▸ **What to work on**
Which lines in the records below contain the word "house"? Collect all of them and copy each line in full.

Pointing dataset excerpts
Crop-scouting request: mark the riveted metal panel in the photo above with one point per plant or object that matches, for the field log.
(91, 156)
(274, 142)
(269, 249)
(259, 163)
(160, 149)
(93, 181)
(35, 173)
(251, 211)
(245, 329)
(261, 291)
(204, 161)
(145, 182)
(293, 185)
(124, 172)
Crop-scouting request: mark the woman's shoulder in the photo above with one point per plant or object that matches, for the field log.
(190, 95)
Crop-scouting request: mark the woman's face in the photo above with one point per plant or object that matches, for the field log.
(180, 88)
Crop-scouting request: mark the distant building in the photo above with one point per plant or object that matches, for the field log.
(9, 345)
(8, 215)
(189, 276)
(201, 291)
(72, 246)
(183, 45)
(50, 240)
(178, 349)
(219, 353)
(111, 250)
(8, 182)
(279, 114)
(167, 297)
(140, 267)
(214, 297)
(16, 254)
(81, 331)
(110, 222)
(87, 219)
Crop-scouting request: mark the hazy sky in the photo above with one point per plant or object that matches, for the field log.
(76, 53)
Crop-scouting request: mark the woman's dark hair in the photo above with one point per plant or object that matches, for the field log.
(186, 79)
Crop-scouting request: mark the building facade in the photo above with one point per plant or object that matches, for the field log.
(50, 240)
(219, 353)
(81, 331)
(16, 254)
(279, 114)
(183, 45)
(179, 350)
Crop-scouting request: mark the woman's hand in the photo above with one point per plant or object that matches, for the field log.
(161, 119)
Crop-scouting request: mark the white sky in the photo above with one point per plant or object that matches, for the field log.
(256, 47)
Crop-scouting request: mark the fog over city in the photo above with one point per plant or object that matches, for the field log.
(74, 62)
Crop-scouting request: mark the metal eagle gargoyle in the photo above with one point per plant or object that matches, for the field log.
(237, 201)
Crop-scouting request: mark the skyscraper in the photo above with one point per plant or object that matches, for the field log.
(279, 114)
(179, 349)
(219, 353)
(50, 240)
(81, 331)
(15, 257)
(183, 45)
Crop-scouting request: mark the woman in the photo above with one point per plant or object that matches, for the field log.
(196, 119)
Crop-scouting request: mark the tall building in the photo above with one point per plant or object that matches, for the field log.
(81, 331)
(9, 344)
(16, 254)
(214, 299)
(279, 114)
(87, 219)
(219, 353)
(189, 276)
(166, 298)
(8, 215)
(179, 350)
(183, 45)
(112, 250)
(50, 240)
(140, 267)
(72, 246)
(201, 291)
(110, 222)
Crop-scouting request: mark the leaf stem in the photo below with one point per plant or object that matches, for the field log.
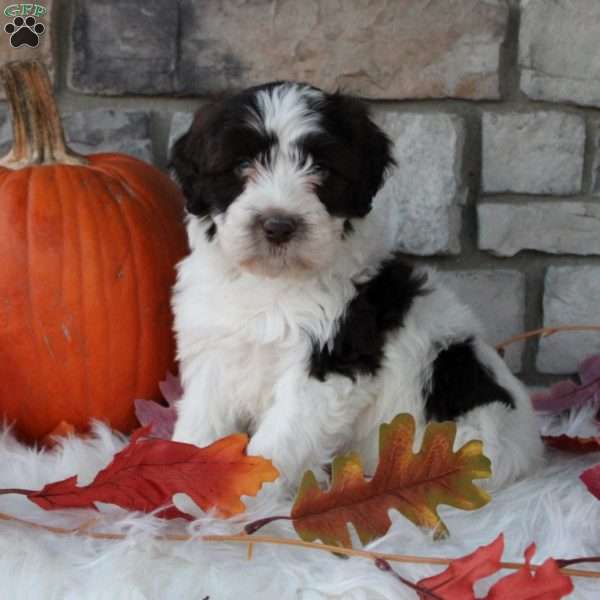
(21, 491)
(545, 332)
(264, 539)
(384, 565)
(253, 527)
(565, 562)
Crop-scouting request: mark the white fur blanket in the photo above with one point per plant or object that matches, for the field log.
(553, 508)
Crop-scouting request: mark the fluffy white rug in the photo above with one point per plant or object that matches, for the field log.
(553, 509)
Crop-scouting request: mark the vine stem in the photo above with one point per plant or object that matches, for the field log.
(545, 332)
(244, 538)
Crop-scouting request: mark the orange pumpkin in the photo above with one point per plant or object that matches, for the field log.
(88, 246)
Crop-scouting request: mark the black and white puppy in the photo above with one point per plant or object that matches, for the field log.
(290, 325)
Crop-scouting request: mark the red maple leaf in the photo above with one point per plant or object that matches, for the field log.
(457, 581)
(162, 418)
(147, 473)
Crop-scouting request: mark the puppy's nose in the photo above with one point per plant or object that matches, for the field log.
(279, 229)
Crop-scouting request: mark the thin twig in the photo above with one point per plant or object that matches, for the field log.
(565, 562)
(384, 565)
(264, 539)
(545, 332)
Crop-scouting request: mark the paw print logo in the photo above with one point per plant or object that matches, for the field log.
(24, 32)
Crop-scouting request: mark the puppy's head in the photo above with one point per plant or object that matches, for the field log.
(279, 171)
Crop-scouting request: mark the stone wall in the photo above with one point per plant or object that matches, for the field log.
(492, 105)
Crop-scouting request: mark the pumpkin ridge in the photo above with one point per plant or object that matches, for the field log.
(81, 295)
(89, 263)
(139, 337)
(32, 326)
(99, 253)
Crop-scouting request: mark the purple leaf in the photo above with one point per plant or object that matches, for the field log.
(568, 394)
(162, 418)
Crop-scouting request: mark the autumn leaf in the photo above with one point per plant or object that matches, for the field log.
(147, 473)
(457, 581)
(591, 478)
(413, 484)
(162, 418)
(569, 394)
(545, 583)
(577, 445)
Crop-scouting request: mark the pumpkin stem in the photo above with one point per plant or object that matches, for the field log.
(37, 129)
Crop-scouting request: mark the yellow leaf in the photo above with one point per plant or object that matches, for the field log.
(413, 484)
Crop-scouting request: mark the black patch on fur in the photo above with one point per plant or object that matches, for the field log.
(378, 308)
(348, 228)
(352, 149)
(206, 158)
(459, 383)
(355, 152)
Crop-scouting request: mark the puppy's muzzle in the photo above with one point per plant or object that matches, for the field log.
(279, 229)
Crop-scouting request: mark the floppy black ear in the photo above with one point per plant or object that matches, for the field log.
(372, 148)
(188, 160)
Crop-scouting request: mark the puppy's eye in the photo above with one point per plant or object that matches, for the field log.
(242, 165)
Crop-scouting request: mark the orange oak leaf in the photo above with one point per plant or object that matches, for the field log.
(414, 484)
(147, 473)
(457, 581)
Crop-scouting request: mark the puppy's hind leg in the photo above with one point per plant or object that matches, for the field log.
(309, 422)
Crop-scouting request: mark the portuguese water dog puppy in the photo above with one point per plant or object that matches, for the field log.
(291, 322)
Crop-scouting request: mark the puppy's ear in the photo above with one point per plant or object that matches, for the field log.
(370, 145)
(188, 158)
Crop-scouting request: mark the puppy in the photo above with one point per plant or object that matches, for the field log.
(292, 322)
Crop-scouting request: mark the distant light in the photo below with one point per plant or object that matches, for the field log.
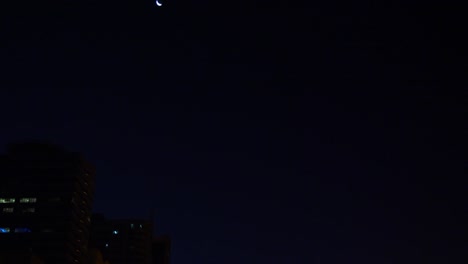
(22, 230)
(7, 200)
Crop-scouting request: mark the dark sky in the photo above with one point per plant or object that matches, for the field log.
(261, 132)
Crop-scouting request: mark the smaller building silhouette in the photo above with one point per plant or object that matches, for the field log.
(161, 250)
(122, 241)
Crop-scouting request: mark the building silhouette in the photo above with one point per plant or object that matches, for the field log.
(46, 194)
(122, 241)
(161, 250)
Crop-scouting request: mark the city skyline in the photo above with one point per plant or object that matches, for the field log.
(259, 131)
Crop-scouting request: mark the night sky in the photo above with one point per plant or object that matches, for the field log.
(260, 132)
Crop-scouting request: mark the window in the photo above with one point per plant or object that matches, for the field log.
(8, 210)
(7, 200)
(22, 230)
(28, 200)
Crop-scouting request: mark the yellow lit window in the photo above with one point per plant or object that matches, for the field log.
(7, 200)
(29, 210)
(28, 200)
(8, 210)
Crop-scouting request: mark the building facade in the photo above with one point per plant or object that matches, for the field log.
(46, 195)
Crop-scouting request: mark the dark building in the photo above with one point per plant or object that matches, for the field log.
(45, 203)
(122, 241)
(161, 250)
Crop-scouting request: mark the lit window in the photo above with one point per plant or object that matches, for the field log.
(29, 210)
(54, 199)
(7, 200)
(22, 230)
(28, 200)
(8, 210)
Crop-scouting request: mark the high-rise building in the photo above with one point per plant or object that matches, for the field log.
(45, 203)
(124, 241)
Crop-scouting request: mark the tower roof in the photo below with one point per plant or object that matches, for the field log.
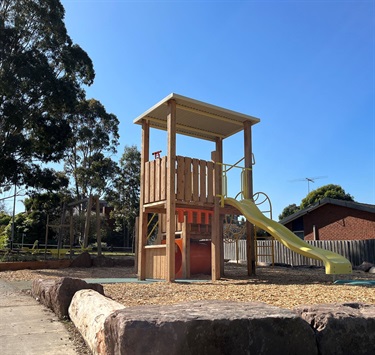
(196, 118)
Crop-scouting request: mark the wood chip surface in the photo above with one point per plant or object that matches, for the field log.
(279, 286)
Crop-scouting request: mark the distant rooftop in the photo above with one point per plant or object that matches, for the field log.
(196, 118)
(350, 204)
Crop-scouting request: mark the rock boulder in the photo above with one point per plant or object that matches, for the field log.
(208, 327)
(57, 294)
(88, 311)
(347, 328)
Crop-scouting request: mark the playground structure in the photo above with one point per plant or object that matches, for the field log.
(189, 195)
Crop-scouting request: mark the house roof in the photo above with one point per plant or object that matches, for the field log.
(196, 118)
(325, 201)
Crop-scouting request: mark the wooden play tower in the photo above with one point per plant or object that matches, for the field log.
(185, 192)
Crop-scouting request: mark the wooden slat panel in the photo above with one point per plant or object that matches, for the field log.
(155, 262)
(187, 174)
(152, 181)
(210, 182)
(147, 182)
(180, 178)
(195, 180)
(202, 181)
(163, 180)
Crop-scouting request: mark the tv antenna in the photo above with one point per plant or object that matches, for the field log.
(312, 179)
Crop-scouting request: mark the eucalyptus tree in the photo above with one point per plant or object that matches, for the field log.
(93, 141)
(42, 73)
(124, 196)
(330, 190)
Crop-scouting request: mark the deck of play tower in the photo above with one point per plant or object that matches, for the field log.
(178, 187)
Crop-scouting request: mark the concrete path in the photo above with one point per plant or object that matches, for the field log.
(27, 327)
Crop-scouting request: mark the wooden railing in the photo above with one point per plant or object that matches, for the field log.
(194, 180)
(356, 251)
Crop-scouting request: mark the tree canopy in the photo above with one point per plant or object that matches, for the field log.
(330, 190)
(94, 138)
(41, 77)
(289, 210)
(125, 195)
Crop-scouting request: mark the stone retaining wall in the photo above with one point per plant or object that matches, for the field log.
(220, 327)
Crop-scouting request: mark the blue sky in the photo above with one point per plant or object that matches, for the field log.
(305, 68)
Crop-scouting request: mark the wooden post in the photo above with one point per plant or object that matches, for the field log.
(185, 249)
(171, 195)
(250, 243)
(87, 224)
(98, 234)
(216, 240)
(142, 224)
(46, 238)
(219, 149)
(71, 231)
(136, 237)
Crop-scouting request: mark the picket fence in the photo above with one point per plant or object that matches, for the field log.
(356, 251)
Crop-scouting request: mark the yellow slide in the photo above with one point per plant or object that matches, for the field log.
(334, 263)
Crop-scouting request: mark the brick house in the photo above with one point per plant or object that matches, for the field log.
(331, 219)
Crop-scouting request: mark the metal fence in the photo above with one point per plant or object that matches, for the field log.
(356, 251)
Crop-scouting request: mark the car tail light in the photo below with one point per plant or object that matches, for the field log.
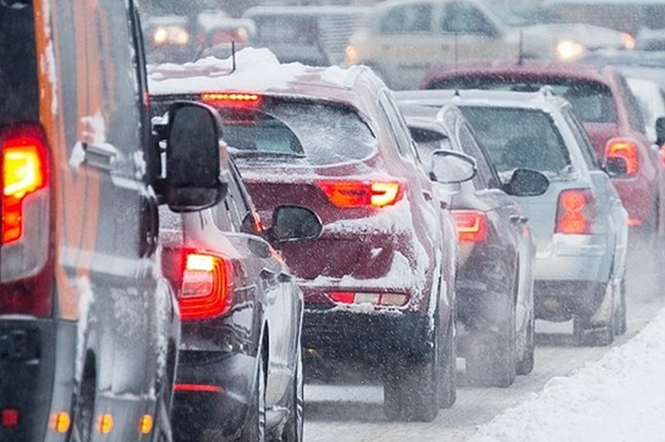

▸ **Solved exercise**
Crop-scouting request: mark the house roof in the photo above with one point per plant or object that matches, for the field log.
Crop-scouting request: mark the brick house in the photo above with one point per plant or object that matches, for the field log.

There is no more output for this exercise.